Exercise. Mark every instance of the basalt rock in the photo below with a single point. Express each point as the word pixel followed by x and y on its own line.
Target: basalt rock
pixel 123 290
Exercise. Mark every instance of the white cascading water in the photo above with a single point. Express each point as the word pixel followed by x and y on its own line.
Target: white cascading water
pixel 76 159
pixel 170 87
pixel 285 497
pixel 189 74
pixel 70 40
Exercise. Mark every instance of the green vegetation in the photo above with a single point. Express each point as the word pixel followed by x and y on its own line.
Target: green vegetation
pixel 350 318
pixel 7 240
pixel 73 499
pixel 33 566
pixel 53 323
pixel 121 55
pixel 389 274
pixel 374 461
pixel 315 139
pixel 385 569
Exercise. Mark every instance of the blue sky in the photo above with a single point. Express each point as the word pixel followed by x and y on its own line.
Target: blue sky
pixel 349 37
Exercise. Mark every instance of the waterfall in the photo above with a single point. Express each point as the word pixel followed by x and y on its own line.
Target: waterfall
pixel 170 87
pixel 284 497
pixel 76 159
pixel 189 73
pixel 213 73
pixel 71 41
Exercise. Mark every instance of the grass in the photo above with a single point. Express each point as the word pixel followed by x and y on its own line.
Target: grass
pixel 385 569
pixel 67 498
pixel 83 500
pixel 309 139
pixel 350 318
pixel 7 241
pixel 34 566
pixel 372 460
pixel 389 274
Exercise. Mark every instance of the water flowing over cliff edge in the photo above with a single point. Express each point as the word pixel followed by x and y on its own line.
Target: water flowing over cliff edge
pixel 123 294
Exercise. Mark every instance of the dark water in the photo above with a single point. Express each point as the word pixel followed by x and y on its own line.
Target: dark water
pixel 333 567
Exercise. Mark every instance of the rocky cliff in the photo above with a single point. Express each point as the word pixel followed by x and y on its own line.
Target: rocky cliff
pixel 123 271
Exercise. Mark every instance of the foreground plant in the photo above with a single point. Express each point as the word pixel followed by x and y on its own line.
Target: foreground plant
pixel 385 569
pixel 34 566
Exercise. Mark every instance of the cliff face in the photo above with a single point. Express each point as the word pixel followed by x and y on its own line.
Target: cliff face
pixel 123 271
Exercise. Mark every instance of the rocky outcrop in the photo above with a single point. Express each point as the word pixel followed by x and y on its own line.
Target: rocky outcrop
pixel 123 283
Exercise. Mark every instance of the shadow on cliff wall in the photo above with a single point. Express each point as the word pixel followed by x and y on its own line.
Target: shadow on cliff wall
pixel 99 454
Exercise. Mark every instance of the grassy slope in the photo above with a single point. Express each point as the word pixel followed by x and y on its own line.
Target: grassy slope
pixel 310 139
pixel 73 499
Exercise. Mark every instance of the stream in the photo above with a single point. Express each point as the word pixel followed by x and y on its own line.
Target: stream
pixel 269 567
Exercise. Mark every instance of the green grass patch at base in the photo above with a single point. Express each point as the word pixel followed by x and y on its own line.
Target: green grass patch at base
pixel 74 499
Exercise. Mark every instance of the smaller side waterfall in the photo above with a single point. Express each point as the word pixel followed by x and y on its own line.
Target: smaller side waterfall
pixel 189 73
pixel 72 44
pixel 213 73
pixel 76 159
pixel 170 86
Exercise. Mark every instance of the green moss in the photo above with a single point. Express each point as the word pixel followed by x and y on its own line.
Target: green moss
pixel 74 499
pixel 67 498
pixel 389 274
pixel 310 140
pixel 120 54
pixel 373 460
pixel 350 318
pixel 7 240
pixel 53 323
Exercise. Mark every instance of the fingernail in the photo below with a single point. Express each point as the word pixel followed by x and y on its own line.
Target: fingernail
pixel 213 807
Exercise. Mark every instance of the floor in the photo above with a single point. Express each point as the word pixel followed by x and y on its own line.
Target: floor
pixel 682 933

======

(DIRECTIONS FOR THIS TASK):
Can you write out all the entries above again, replacing each "Target" with "Label" and leaving everything else unchanged?

(RESPONSE BELOW):
Exercise. Mark every instance of the basalt rock in the photo below with a single point. Express each point as the word pixel followed by x and y on its own line.
Label: basalt rock
pixel 123 290
Exercise. Mark every instance of the white cascading water in the photo above with a single point. Express each point as the word pixel followed by x and y on its own line.
Label: white cascading water
pixel 76 159
pixel 170 87
pixel 285 497
pixel 189 74
pixel 70 40
Exercise. Mark every instance of the green vegetation in the photo above with a single point. Express each point as the word pixel followed by x and y on its own line.
Label: green vegetation
pixel 350 318
pixel 7 240
pixel 73 499
pixel 33 566
pixel 53 323
pixel 121 55
pixel 389 274
pixel 374 461
pixel 315 139
pixel 385 569
Exercise. Mark every instance of the blue sky in the photo above with a single point. Express each point as the word pixel followed by x and y on its own line.
Label: blue sky
pixel 349 37
Exercise. Mark every instance of the waterfall in the photo above with a single point. Express each point as the word pixel followed by x and y on its own line.
Label: waterfall
pixel 170 87
pixel 284 497
pixel 76 159
pixel 189 73
pixel 213 73
pixel 71 41
Exercise. Mark every instance of the grass in the photo above with a single point. Express each point as the word pixel followed by x and y on its own line.
Label: grass
pixel 385 569
pixel 67 498
pixel 83 500
pixel 309 139
pixel 350 318
pixel 7 241
pixel 34 566
pixel 372 460
pixel 389 274
Exercise. Mark every instance of the water flowing over cliff edge in the photo above with a single point. Express each point as the word pixel followed by x and y on its own line.
Label: water flowing over cliff edge
pixel 123 294
Exercise. Mark every instance of the dark water in the photo above with a single point. Express each point as the word pixel followed by x and y on its own line.
Label: dark water
pixel 333 567
Exercise. Mark every instance of the rocky cliff in the photo above with a single point. Express each point as the word pixel followed by x and y on its own line.
Label: rocky cliff
pixel 123 271
Exercise. Mark every instance of the foreground plant in the photo above with a single point. Express each point as the word pixel followed by x and y on its own line.
Label: foreground plant
pixel 385 569
pixel 34 566
Exercise. Mark every instance of the cliff face in the photo above with a single point. Express each point as the word pixel followed by x and y on its own line.
Label: cliff face
pixel 123 271
Exercise. Mark every instance of the rocky outcrop in the photo above with a single point. Express each point as the word pixel followed by x and y on its own line.
Label: rocky outcrop
pixel 123 283
Exercise. Mark every instance of the shadow on cliff wall in the photo above with a single point. Express each point as the word pixel followed by x and y on its own line.
Label: shadow on cliff wall
pixel 99 454
Exercise. Mark every instance of the grassy slope in the photo above with a single point. Express each point as the word pixel followed by x and y on its own line.
Label: grassy slope
pixel 310 139
pixel 73 499
Exercise. Mark every instance of the stream in the photo above with a single point. Express each point as the word pixel followed by x and y on its own line.
Label: stream
pixel 269 567
Exercise. Mark every instance of the green grass patch at base in the photo above with a single point. Express each point as the word pixel followed by x and y on its own line.
Label: green grass patch at base
pixel 74 499
Exercise. Mark every instance of the smaller side waterfall in the photo above with a single point. Express each point as the word pixel followed by x and y on its own line.
Label: smaller side waterfall
pixel 189 73
pixel 72 44
pixel 213 73
pixel 76 159
pixel 170 86
Exercise. Mark every instance of the green moss in the photo above with a single point. Express each point as the word pixel followed by x and y on its own line.
Label: green moss
pixel 74 499
pixel 67 498
pixel 389 274
pixel 310 140
pixel 120 54
pixel 373 460
pixel 350 318
pixel 7 240
pixel 53 323
Exercise. Mark every instance of the fingernail in the photo below with a single point. Express each point as the word pixel followed by x and y on its own line.
Label: fingernail
pixel 213 807
Exercise. Mark every instance of the floor in the photo above with a single point. Express each point as the word pixel followed by x and y on its own line.
Label: floor
pixel 682 933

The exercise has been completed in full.